══ TEXTE FOURNI

Pour que la prestation des services puisse être efficace, l’aménagement du territoire japonais doit devenir plus compact. Au niveau national, la NSS reconnaît que certaines zones vont, de fait, se dépeupler, même si elle vise à maintenir une large occupation du territoire national. À une plus petite échelle, la Stratégie s’intéresse à la restructuration des territoires urbains et ruraux qui sera nécessaire pour maintenir leur cohésion et l’efficacité de la prestation des services.

Un Japon dans lequel les villes, grandes et petites, verront leur taille diminuer devra être mis en réseau : une meilleure connectivité sera décisive pour maximiser les avantages économiques potentiels de l’agglomération. Des villes et des bourgs mieux connectés, y compris en leur sein, permettront de compenser, dans une certaine mesure, la perte de potentiel d’agglomération qui se produira sous l’effet du recul démographique (et, encore plus, de la contraction de la main-d’œuvre). L’objectif de connectivité s’applique aussi bien aux transports qu’aux communications. Un renforcement de la mise en réseau des individus et des entreprises devrait contribuer à encourager l’innovation et les échanges d’idées, ainsi que de biens et de services.

Ces concepts de compacité et de mise en réseau doivent être appliqués différemment en fonction de l’échelle et des circonstances. Dans les petites villes et les zones rurales, il s’agit de créer des points de prestation de services qui aideront au maintien de collectivités rurales autour de petits centres multifonctionnels (les « petites stations »). Grâce à la mise en réseau, les connexions s’amélioreront entre les hameaux et les petites stations des environs. On y trouvera regroupés des services de base tels que services administratifs, soins de santé, commerces, etc., sur des sites spécifiques desservis par les réseaux de transport, afin qu’ils soient accessibles à la population rurale environnante. Ces petites stations pourront avoir différentes tailles : certaines seront très simples, réduites aux fonctions essentielles, tandis que d’autres, lorsque la population et les ressources le permettront, finiront par faire office de centre local d’innovation, contribuant à établir des passerelles entre activités primaires, secondaires et tertiaires en milieu rural et à encourager la production d’énergies renouvelables. Ces initiatives, et d’autres, visent à promouvoir un certain degré de désurbanisation, dans le cadre d’un effort de déconcentration de l’économie et de l’occupation des sols, en vue de revitaliser les régions rurales et non métropolitaines. De fait, encourager la migration vers la campagne est un but explicite de la NSS, ainsi qu’une priorité centrale pour le nouveau centre gouvernementalde lutte contre la diminution de la population et pour la revitalisation de l’économie locale.

════
══ ENREGISTREMENTS FOURNIS

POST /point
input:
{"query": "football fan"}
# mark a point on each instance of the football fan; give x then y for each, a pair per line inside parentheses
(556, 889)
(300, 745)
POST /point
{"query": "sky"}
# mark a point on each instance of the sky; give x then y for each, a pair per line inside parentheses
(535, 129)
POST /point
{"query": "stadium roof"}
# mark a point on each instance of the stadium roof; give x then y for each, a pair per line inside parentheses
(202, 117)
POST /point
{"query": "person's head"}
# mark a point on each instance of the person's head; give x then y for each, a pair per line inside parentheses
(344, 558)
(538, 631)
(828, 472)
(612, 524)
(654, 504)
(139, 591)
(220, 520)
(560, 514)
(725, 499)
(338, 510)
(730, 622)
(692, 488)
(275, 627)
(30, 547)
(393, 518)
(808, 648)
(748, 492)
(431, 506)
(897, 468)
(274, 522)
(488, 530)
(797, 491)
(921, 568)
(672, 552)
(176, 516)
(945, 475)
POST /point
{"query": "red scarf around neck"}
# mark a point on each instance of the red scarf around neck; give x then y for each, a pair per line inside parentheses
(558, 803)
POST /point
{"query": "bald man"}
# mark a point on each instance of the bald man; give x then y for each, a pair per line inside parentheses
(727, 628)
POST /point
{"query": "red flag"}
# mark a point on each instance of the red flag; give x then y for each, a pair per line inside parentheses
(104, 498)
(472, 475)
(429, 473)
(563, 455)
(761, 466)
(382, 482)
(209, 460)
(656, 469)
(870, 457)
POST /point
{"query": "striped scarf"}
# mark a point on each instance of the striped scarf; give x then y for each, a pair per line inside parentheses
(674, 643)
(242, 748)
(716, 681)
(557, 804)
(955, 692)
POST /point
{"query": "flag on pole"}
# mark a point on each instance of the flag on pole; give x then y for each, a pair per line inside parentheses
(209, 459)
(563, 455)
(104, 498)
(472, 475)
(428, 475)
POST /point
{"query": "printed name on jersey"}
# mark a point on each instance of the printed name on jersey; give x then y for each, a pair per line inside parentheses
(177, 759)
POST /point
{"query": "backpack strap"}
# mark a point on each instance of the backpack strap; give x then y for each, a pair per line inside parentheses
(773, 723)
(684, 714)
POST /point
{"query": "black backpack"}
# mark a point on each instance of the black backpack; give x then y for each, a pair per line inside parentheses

════

CONSIGNES:
A) Reformulez de façon plus concise, sous forme de liste à puces, le paragraphe du texte sur l'aménagement du territoire japonais qui commence par « Un Japon dans lequel les villes », en conservant ses faits principaux.
B) Poursuivez le texte sur l'aménagement du territoire japonais en rédigeant un paragraphe qui fasse suite à sa dernière phrase.

RÉPONSES ATTENDUES:
A)
- Dans un Japon où les villes, grandes et petites, verront leur taille diminuer, une mise en réseau sera nécessaire. Une meilleure connectivité sera décisive pour maximiser les avantages économiques potentiels de l'agglomération.
- Des villes et des bourgs mieux connectés, entre eux comme en leur sein, compenseront en partie la perte de potentiel d'agglomération due au recul démographique, et plus encore à la contraction de la main-d'œuvre.
- L'objectif de connectivité concerne aussi bien les transports que les communications.
- Une mise en réseau renforcée des individus et des entreprises devrait encourager l'innovation ainsi que les échanges d'idées, de biens et de services.

B)
La création et le maintien des petites stations seront en grande partie assurés par les préfectures et les collectivités locales, même si les ressources nécessaires viendront souvent de l’administration centrale. Il s’agit clairement d’un domaine dans lequel les préfectures peuvent jouer un rôle déterminant. En effet, les ministères, à Tokyo, ne possèdent pas les connaissances et informations locales qui sont nécessaires pour planifier l’emplacement des petites stations, mais si cette étape est laissée à l’initiative des seules municipalités, cela risque de déclencher une course aux financements publics, qui seraient alors dispersés sur un trop grand nombre de petites stations. Les préfectures elles-mêmes peuvent d’ailleurs être tentées d’en créer un trop grand nombre. La préfecture de Kochi, par exemple, sur la côte sud de l’île de Shikoku, prévoit de créer 130 petites stations au cours des dix prochaines années. Cela implique une zone de desserte d’environ 54 km2 pour chaque station, ce qui signifie qu’on ne pourra jamais se trouver à plus de 4 ou 5 km d’une petite station. À l’échelle nationale, cela supposerait de créer environ 7 000 petites stations.

Cette initiative est similaire à des approches de la fourniture de services adoptées dans certains autres pays membres de l’OCDE (encadré 4.8).

À certains égards, l’initiative japonaise paraît encore plus ambitieuse que les guichets uniques envisagés par la plupart des autres pays membres de l’OCDE, car les petites stations ont vocation à contribuer à la concentration de la prestation des services privés et publics ainsi qu’au remodelage des schémas d’occupation des sols au fil du temps et, dans certains cas, faire office de centres d’innovation.

OCDE (2016b), Territorial Review: Japan, https://doi.org/10.1787/9789264250543-en ; OCDE (2010a), Strategies to Improve Rural Service Delivery, https://doi.org/10.1787/9789264083967-en.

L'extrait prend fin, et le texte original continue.